→ **To do**
1. In the passage on Turek's information argument, what words does Turek imagine finding written in the sand?
2. Please rewrite the passage on Turek's information argument, starting at "The reason it" and ending at "other way around.", with "crab" swapped for "seagull".

→ **Text segment**
---

Stealing from God: Turek’s Flawed Information Argument


In chapter three of Stealing from God, Turek asks us to imagine walking along a beach and seeing the words “John loves Mary” scribbled in the sand. We would never think that a crab making random marks on the ground was responsible. And the reason we wouldn’t, he says, is because “John loves Mary” contains information: That’s how we know that someone with a mind was responsible. But, Turek goes on, DNA also contains information. In fact, it contains far more information than “John loves Mary.” Therefore, we should conclude that a mind was responsible for it as well.

There’s just one problem with this argument:

The reason it makes no sense to believe that “John loves Mary” might have been scribbled by a crab is not because it contains information. Rather, it’s because it is extremely unlikely at this level of complexity for an accidental pattern to end up matching a given pattern — just as it is extremely unlikely for a shuffled deck of cards to come out in perfect suit order. It is because of this that we can conclude that the scribbles contain information, and not the other way around.

---

→ **Information shown**
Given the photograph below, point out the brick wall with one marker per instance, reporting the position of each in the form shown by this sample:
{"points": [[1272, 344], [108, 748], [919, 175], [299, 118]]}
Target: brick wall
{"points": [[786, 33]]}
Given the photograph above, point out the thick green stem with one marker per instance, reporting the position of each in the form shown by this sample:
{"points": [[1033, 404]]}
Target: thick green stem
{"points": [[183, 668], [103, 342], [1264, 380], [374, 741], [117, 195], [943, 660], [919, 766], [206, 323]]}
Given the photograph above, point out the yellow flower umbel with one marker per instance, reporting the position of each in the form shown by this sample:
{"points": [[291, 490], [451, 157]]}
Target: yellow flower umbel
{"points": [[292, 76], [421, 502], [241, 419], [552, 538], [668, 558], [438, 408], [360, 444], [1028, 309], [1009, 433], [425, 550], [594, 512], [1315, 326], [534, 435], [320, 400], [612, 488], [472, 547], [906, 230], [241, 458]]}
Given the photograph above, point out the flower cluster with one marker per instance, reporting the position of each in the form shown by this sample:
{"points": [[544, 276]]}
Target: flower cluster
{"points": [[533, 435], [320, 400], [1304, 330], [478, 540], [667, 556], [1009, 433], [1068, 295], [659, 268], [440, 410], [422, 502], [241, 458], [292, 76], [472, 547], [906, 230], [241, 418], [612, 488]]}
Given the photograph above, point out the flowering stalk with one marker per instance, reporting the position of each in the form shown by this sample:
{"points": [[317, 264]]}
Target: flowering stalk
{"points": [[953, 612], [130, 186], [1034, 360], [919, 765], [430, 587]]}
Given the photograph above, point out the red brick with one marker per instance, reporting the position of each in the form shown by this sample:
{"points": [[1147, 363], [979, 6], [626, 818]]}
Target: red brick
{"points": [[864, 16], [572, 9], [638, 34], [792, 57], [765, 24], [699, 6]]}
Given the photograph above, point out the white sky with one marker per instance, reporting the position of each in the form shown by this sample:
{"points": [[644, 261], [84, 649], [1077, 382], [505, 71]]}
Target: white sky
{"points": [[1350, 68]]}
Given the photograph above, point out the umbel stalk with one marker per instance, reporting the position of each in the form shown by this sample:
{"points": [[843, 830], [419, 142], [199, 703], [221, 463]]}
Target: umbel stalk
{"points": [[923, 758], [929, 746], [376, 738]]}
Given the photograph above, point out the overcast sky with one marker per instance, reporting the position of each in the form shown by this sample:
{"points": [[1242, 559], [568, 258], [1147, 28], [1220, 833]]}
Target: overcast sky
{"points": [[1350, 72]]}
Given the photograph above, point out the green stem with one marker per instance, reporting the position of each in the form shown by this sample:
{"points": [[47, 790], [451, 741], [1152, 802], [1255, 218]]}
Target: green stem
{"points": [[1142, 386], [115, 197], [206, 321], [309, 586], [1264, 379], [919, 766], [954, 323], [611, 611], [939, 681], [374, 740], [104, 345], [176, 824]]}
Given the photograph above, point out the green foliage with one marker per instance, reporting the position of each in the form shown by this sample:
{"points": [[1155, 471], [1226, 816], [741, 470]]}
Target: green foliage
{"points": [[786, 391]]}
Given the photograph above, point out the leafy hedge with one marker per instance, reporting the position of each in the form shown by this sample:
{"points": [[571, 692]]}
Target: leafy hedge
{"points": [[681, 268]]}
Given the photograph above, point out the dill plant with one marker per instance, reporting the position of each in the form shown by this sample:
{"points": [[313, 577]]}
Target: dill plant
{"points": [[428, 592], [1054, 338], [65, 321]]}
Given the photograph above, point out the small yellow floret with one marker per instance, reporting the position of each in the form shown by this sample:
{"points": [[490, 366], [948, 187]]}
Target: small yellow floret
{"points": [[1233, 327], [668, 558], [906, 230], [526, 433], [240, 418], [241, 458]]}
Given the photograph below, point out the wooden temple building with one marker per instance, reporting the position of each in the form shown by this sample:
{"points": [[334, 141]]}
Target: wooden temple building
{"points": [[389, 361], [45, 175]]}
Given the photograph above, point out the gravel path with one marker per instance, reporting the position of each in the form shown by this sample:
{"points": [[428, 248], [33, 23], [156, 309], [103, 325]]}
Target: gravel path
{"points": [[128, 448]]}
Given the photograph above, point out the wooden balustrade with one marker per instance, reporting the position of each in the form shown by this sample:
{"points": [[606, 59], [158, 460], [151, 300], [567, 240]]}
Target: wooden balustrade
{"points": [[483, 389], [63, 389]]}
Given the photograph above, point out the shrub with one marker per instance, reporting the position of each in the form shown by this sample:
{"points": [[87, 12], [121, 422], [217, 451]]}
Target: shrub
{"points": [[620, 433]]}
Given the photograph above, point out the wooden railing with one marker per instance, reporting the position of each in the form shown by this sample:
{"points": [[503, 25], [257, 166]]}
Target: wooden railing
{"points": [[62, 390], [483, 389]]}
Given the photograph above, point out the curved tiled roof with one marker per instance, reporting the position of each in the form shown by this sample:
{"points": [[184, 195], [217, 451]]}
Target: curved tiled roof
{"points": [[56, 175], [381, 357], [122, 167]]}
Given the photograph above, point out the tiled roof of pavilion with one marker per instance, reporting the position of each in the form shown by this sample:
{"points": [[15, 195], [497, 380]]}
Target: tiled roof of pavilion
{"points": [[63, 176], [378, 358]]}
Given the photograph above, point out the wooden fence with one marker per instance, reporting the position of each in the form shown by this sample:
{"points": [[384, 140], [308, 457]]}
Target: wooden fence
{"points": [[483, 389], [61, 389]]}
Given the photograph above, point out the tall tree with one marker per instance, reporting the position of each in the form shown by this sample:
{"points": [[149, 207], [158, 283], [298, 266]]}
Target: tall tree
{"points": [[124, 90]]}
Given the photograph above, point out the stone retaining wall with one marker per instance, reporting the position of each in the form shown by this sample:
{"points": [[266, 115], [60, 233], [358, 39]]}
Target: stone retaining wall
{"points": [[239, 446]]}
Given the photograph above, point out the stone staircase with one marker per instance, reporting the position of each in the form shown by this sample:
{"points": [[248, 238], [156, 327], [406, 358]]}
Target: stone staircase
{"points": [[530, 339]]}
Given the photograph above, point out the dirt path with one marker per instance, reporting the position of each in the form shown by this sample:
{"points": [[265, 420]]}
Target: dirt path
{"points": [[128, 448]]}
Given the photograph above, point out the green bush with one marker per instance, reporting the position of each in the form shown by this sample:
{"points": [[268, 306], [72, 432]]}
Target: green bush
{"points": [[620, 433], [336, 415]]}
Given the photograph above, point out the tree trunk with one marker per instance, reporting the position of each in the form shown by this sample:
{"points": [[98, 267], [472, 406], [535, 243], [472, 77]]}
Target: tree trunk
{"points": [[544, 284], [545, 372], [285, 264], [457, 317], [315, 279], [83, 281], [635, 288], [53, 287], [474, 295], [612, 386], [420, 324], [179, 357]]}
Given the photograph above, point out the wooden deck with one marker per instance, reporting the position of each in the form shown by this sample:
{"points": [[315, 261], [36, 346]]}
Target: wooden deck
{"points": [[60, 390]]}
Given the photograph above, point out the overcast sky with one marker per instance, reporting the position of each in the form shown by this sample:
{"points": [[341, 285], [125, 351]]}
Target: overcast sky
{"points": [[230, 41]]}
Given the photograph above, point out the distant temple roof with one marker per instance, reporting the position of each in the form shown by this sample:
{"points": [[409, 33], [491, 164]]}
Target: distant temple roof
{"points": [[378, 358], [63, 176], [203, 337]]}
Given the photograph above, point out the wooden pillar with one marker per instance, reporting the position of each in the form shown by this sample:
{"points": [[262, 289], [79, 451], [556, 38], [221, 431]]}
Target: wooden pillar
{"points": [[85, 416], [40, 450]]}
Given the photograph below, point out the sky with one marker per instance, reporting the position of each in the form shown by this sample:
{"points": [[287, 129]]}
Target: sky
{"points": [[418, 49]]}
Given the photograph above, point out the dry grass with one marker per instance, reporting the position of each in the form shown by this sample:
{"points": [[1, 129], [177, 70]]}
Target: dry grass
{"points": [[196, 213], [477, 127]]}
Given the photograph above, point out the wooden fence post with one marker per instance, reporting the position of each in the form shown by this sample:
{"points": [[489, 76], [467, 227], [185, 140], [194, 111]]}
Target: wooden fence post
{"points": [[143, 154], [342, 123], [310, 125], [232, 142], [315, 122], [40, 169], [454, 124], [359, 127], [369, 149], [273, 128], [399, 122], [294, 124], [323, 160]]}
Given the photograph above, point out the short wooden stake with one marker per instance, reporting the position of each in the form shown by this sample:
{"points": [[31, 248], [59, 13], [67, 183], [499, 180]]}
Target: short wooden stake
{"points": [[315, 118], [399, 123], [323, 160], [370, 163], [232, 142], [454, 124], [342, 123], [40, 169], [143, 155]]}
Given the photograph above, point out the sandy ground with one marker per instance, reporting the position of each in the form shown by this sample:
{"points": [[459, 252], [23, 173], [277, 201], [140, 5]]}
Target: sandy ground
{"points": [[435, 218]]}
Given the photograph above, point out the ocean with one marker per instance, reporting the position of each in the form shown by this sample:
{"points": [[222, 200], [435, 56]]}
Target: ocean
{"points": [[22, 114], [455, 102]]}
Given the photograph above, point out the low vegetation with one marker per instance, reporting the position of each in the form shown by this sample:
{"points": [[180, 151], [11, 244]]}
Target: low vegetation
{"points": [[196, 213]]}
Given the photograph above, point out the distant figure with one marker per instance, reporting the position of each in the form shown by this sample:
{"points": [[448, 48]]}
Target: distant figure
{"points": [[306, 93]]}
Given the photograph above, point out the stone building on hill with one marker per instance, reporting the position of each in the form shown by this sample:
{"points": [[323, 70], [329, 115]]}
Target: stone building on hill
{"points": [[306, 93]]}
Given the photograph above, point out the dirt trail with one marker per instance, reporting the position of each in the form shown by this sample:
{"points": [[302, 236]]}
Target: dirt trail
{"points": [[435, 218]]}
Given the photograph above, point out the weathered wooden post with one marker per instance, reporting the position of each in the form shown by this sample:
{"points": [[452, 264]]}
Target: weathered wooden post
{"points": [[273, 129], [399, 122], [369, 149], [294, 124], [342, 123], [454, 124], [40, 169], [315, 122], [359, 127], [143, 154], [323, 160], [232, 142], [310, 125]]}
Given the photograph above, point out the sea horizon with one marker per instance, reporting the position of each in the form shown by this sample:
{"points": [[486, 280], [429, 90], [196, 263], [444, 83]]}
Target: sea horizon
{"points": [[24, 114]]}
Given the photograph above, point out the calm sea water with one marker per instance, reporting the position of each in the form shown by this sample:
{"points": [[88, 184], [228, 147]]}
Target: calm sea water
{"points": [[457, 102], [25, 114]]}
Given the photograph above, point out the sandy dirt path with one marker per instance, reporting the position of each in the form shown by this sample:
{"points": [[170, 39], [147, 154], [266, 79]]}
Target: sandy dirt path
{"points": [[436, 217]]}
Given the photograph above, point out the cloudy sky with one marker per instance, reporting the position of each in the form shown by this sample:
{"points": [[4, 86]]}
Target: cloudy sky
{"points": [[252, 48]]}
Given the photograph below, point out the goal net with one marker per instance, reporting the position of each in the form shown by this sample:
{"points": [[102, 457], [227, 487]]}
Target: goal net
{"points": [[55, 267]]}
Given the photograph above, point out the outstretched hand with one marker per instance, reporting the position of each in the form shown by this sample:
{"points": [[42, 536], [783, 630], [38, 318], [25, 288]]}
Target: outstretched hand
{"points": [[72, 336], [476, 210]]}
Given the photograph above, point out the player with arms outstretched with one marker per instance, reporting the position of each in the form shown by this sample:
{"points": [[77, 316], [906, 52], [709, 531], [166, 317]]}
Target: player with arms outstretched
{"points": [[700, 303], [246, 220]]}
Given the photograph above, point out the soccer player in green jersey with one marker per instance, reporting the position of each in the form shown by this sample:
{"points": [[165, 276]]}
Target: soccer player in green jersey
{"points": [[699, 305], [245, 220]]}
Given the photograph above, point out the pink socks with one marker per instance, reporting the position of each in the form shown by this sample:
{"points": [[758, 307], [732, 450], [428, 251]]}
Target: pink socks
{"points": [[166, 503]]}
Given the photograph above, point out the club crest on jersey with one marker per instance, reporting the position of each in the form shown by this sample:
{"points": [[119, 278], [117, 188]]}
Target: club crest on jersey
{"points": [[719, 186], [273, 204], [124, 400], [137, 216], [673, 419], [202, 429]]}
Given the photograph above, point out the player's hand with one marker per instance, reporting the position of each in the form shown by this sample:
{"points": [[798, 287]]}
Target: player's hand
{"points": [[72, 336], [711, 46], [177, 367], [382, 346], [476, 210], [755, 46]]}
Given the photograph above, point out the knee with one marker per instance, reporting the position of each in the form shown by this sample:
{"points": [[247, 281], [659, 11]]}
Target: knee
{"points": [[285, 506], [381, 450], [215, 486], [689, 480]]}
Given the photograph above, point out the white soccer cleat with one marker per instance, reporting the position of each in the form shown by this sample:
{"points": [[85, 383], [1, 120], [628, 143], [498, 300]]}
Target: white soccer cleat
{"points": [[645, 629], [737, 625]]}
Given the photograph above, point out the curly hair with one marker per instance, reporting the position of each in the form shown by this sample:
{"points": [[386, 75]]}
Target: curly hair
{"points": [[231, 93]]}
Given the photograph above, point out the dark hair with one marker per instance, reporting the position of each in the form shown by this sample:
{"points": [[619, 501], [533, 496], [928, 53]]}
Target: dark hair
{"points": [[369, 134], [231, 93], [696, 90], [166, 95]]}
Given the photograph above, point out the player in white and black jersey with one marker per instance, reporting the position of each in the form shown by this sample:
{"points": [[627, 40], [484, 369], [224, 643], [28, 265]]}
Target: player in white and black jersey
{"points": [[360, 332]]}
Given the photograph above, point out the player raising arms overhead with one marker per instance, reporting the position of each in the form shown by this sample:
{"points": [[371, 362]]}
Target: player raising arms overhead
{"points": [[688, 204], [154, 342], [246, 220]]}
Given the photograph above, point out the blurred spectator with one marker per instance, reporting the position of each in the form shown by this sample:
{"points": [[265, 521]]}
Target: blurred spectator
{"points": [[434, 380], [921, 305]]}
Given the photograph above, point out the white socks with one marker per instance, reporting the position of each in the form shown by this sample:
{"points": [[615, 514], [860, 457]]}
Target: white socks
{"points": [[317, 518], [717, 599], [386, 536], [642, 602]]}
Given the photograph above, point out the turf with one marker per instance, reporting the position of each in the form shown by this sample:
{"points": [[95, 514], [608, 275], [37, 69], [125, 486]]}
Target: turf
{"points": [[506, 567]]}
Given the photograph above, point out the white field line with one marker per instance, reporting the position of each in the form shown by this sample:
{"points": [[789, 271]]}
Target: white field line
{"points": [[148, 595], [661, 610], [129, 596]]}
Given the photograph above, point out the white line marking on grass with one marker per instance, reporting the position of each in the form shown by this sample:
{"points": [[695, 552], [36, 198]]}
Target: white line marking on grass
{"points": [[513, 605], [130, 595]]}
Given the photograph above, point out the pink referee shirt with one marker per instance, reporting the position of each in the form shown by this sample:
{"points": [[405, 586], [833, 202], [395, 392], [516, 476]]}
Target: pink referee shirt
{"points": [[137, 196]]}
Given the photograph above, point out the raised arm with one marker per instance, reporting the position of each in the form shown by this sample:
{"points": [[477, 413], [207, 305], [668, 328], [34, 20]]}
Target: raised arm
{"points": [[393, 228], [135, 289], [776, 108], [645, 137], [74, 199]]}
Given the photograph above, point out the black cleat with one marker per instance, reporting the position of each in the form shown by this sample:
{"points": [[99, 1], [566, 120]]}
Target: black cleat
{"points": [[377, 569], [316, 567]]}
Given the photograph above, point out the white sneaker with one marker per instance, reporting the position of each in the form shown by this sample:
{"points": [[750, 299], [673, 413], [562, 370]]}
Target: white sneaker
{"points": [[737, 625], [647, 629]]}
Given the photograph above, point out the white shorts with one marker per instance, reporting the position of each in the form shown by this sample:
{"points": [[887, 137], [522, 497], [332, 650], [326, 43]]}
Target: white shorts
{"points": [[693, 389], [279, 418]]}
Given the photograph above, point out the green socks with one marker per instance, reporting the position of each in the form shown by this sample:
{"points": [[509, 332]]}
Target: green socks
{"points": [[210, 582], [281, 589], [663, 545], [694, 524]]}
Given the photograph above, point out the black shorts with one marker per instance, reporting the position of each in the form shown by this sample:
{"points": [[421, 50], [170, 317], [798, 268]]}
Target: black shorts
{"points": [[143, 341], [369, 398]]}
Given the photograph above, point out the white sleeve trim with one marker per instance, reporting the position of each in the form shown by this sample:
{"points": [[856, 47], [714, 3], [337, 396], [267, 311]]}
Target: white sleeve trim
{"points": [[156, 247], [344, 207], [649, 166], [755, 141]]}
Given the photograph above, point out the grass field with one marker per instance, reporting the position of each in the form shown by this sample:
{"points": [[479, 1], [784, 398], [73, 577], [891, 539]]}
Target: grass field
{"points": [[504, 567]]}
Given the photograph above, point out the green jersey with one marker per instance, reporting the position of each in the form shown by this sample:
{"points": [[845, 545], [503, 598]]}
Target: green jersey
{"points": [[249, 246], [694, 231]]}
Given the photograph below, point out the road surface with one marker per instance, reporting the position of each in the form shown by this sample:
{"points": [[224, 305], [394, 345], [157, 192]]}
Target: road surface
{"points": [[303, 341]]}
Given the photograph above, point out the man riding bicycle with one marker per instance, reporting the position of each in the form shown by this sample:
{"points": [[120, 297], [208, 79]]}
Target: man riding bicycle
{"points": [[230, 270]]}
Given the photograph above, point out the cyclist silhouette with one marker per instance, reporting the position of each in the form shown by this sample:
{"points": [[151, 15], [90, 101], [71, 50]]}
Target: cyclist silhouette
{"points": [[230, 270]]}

---

→ **Expected responses**
1. "John loves Mary"

2.
The reason it makes no sense to believe that “John loves Mary” might have been scribbled by a seagull is not because it contains information. Rather, it’s because it is extremely unlikely at this level of complexity for an accidental pattern to end up matching a given pattern — just as it is extremely unlikely for a shuffled deck of cards to come out in perfect suit order. It is because of this that we can conclude that the scribbles contain information, and not the other way around.